# SÉRIE D'EXERCICES:
[1] Selon l'extrait, qu'est-ce qui ne semble pas être une solution adaptée ?
[2] D'après l'extrait, pour quelles raisons la prison ne paraît-elle pas une solution adaptée ? Répondez en une à trois phrases.
[3] Rédigez la suite de l'extrait sur la prison et le jugement, à partir de sa dernière phrase.

# EXTRAIT:
• • • • •

Intéressant cette déshumanisation du "fou" quand il y a absence du jugement, j'avais un vague sentiment lié à ça mais je n'aurai pas réussi à le mettre en mots, merci Smile

Et en effet, dans un jugement le maximum d'éléments sont pris en compte, mais j'essaie - avec peine, c'est confus oui ^^ - de poser la question du "a-t-on le "droit" d'attribuer une peine à un homme mené à ses actes par x ou y contexte voire troubles psychiatriques".
En bref, pour moi la prison ne me semble pas être une solution adaptée, induisant trop la diabolisation des "méchants derrière les barreaux", le concept même de punition, alors qu'au fond je crois très peu en une quelconque sorte de reconversion pour les criminels emprisonnés.

• • • • •

# DONNÉES PRÉSENTÉES:
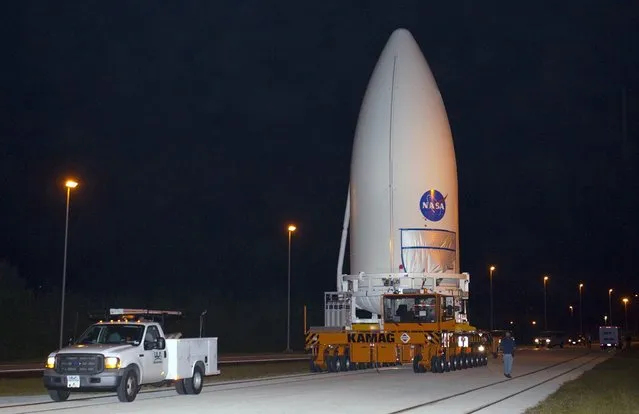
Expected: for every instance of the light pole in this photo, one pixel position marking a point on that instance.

• • • • •

# CORRIGÉ:
[1] La prison.

[2] La prison induit trop la diabolisation des « méchants derrière les barreaux » ainsi que le concept même de punition. De plus, le texte exprime très peu de confiance en une quelconque reconversion des criminels emprisonnés.

[3]
Tout le concept d'acte criminel étant lié à des éléments indépendants de la volonté du criminel en question, une forme de "nouvelle" structure n'est-elle pas nécessaire ? Une sorte de structure qui permettrait l'isolement - pour la sécurité de la société - mais également un avenir, une possibilité de mieux-être pour les criminels ; l'hôpital psychiatrique ne me semble pas être une solution pour tous les cas.

Ce qui me dérange dans le principe des condamnations, c'est le concept de cette "punition" en partie injustifiée et en grande partie inutile, n'induisant que des réactions dz type "je ne vais plus le faire parce que je crains la punition, mais j'en ai toujours envie au fond, et j'en souffre toujours".

C'est plus clair ou c'est encore plus confus qu'avant Mr. Green ?
Psychiatrie/psychologie et justice 4/12 08/10/2014 à 22:12
Non c'est bon, je comprends mieux.

En fait tout dépend de ce qu'on attend de la justice. Personnellement je pense un peu comme toi, que foutre quelqu'un en taule c'est pas une solution. Mais ce qui me gène c'est pas tant le fait que la personne soit condamnée (parce que je pense qu'une condamnation doit être prononcée), mais plutôt les conditions de détention.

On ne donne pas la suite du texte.